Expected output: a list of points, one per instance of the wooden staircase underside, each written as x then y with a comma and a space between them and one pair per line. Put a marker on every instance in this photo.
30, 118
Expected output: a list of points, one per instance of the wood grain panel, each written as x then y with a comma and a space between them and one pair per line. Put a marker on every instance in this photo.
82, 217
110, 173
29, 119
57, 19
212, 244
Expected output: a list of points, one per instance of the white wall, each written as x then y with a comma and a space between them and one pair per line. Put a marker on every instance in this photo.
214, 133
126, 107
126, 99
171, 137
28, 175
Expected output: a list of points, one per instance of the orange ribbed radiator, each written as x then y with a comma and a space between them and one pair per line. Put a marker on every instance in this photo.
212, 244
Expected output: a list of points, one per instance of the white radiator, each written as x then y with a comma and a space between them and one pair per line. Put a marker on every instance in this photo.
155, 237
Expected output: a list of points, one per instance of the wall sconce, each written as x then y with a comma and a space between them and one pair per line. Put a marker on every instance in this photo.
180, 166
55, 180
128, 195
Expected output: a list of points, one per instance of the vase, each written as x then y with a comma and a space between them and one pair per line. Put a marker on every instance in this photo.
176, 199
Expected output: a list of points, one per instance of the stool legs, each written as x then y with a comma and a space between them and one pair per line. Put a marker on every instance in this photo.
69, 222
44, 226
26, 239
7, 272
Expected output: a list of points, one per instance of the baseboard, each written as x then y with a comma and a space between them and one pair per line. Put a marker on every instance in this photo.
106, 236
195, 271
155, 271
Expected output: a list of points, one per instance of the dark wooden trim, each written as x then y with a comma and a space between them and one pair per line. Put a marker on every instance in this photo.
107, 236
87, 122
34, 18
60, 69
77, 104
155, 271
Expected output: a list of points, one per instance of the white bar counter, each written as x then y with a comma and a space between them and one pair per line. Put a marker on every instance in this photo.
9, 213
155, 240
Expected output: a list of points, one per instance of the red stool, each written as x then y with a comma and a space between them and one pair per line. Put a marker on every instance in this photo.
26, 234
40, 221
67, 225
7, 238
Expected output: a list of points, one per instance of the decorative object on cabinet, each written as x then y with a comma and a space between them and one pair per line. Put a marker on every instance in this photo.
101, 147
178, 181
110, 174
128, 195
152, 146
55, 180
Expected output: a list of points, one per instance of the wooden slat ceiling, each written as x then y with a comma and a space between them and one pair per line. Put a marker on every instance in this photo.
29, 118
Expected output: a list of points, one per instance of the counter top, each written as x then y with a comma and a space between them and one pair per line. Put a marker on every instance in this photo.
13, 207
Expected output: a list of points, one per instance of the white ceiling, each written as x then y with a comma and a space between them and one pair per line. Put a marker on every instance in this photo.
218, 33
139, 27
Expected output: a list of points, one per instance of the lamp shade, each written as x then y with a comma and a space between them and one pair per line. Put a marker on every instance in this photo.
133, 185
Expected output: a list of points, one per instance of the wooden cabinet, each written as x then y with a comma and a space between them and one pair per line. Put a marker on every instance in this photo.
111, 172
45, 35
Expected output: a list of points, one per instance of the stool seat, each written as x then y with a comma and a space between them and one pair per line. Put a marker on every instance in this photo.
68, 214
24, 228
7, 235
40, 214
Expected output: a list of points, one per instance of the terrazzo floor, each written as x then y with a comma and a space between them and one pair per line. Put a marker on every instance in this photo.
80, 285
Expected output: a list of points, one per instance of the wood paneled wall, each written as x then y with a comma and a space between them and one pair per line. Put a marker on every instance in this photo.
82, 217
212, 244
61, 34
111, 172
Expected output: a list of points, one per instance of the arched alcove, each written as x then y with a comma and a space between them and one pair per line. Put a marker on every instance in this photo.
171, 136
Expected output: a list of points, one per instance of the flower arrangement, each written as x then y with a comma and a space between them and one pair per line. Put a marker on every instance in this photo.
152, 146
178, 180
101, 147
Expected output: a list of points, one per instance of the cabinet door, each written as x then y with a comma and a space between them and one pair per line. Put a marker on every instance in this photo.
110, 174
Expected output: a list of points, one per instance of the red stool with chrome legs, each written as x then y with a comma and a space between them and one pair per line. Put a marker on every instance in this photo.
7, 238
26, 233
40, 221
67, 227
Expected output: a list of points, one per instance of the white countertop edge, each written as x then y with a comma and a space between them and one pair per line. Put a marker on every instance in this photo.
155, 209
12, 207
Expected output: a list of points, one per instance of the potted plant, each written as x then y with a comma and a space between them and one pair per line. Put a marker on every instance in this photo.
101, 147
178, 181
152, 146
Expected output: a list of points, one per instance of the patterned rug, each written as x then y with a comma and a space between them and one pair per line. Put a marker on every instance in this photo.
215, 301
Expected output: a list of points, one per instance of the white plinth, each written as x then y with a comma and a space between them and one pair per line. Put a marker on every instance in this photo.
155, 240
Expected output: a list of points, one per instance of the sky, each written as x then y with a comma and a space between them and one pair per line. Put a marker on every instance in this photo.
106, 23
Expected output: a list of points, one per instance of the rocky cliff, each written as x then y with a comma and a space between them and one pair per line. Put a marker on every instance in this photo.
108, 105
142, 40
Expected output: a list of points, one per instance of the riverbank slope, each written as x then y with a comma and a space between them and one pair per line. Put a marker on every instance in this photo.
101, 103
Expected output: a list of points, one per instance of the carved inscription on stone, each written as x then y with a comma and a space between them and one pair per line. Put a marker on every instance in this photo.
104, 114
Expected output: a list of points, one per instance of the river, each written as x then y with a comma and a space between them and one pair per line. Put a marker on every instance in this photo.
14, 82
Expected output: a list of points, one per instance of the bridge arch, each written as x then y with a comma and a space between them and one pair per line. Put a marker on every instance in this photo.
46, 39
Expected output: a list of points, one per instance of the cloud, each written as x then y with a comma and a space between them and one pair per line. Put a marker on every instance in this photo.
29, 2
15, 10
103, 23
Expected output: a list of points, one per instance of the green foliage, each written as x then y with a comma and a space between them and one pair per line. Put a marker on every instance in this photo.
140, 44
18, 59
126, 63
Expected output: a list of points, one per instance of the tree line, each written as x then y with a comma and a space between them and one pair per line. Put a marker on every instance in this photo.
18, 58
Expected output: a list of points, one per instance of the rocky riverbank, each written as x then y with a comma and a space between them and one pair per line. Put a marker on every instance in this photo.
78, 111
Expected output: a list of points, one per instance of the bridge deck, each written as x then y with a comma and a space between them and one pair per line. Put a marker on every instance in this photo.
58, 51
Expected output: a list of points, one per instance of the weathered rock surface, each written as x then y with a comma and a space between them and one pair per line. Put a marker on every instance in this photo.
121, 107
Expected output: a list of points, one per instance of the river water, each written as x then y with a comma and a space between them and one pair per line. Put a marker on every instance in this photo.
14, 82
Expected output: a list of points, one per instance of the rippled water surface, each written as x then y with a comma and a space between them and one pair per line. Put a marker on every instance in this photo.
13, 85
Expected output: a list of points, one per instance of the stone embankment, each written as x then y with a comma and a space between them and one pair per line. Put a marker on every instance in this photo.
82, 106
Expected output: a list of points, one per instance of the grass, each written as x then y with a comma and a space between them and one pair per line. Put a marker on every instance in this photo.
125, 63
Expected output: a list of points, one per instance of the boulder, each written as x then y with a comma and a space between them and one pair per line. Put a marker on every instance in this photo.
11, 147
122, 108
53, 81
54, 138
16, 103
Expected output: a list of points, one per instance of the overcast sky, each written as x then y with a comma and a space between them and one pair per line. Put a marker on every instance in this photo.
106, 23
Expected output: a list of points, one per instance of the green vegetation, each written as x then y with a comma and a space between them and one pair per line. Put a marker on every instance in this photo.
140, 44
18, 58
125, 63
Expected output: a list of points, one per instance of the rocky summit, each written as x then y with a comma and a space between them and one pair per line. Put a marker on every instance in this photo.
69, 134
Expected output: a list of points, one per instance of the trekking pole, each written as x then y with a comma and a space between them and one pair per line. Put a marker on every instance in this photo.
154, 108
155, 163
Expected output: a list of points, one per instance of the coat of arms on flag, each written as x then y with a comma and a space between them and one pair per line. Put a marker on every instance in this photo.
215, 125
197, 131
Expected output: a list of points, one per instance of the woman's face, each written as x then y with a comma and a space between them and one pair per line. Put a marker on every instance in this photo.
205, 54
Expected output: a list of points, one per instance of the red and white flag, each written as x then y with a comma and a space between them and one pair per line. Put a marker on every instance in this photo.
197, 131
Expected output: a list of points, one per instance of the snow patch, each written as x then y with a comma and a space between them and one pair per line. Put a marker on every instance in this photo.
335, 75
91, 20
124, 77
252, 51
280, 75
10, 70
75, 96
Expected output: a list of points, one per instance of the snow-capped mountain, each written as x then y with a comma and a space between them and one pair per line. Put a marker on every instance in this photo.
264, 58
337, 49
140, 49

_TASK PROMPT_. Copy the records word for word, starting with the line that contains "snow patch, each" and continuing through the last line of the records.

_RESPONSE BELOW_.
Expected output: a list of points, one per instance of the snow patch, each written as x then y with a comma and a space between them and one pair per line. Put a marker on every instance in this photo.
335, 75
91, 20
124, 77
252, 51
280, 75
10, 70
75, 96
Expected output: a list of points, one per instance of the snow-capped mountain, each written as x then y with a comma and a space between them and one pair per line. Put a marker on every instance in this photo.
264, 58
337, 49
140, 49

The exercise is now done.